[Extracted data entries]
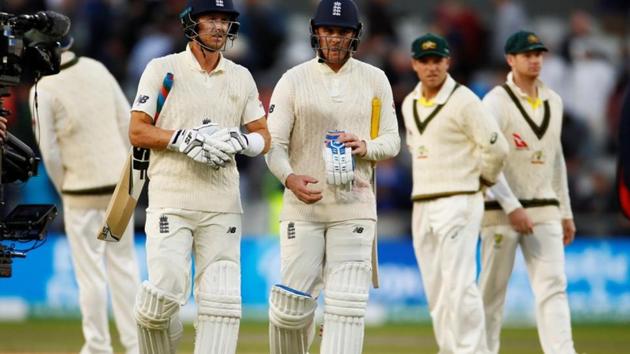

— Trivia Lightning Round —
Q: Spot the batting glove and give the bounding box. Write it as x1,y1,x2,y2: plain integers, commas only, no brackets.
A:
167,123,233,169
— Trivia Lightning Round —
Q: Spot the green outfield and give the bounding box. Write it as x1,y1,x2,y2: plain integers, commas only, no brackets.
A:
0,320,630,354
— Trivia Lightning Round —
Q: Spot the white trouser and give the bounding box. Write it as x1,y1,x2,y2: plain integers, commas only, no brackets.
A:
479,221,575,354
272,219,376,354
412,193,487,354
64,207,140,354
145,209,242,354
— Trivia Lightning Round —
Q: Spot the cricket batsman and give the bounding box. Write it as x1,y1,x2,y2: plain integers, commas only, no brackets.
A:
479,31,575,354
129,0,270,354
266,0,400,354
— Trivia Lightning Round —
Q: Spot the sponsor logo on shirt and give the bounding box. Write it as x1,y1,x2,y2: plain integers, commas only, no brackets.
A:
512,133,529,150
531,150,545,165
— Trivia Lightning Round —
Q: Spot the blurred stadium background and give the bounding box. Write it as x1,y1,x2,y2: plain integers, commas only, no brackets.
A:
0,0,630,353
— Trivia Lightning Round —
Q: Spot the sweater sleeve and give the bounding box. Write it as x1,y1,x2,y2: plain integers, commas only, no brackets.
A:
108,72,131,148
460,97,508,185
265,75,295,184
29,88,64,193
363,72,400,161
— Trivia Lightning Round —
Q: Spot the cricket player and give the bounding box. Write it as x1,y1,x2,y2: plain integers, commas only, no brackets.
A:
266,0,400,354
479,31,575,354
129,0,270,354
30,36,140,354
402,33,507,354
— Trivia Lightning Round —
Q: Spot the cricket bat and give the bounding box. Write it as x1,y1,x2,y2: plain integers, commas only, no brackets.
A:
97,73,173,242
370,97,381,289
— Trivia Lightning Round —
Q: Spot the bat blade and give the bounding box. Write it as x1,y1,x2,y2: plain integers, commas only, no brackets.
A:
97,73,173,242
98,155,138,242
--
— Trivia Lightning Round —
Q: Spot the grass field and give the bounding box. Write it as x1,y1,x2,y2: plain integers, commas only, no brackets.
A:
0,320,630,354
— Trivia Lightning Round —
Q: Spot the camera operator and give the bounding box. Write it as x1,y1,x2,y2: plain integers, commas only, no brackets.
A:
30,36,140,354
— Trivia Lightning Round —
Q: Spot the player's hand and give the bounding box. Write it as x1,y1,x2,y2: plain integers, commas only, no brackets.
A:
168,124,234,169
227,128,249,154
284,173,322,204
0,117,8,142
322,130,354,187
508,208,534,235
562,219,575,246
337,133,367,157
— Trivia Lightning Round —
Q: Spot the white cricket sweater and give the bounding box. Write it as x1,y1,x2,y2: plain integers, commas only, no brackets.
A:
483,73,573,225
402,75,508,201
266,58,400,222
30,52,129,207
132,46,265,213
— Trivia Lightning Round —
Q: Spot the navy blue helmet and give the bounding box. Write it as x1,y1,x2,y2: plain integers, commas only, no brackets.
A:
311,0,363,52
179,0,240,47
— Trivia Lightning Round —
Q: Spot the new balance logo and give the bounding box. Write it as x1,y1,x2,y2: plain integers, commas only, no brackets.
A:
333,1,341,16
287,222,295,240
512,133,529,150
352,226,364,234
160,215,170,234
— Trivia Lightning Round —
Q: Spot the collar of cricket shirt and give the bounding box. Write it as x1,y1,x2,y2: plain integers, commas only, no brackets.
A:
--
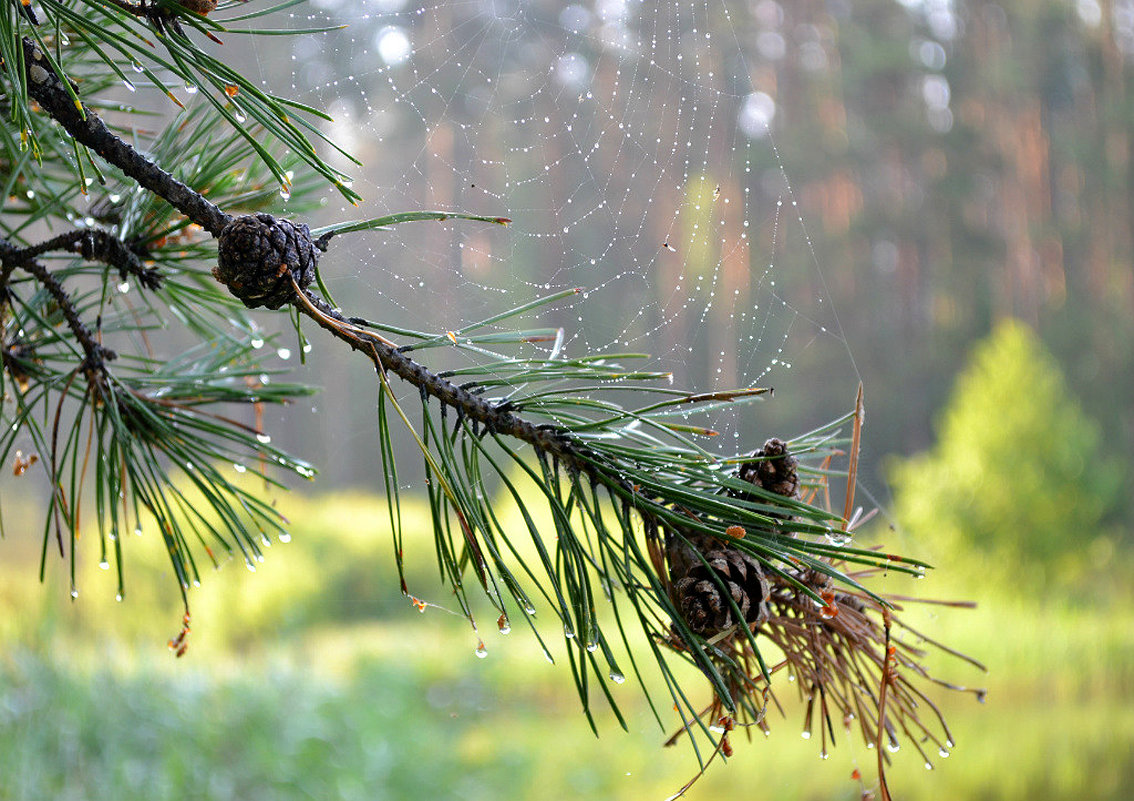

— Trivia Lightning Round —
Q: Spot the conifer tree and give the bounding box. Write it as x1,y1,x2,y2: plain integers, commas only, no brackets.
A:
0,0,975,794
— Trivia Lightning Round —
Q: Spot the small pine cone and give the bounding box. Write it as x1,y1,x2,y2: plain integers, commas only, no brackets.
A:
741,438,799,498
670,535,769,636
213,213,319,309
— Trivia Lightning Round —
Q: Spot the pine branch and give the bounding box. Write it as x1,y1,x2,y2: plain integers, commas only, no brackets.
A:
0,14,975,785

- [Objective]: Return each line from the entries above that contains the string "player", matching letter case exactly.

- [Result of the exercise]:
Q: Spot the cricket player and give the bounding box. Write it as x1,y1,x2,y2: plain integers, commas only, no brackets.
Q: Spot the player's hand and give the bounding box. Write it as x1,y1,x2,y2: plain integers, commas only, no brackets.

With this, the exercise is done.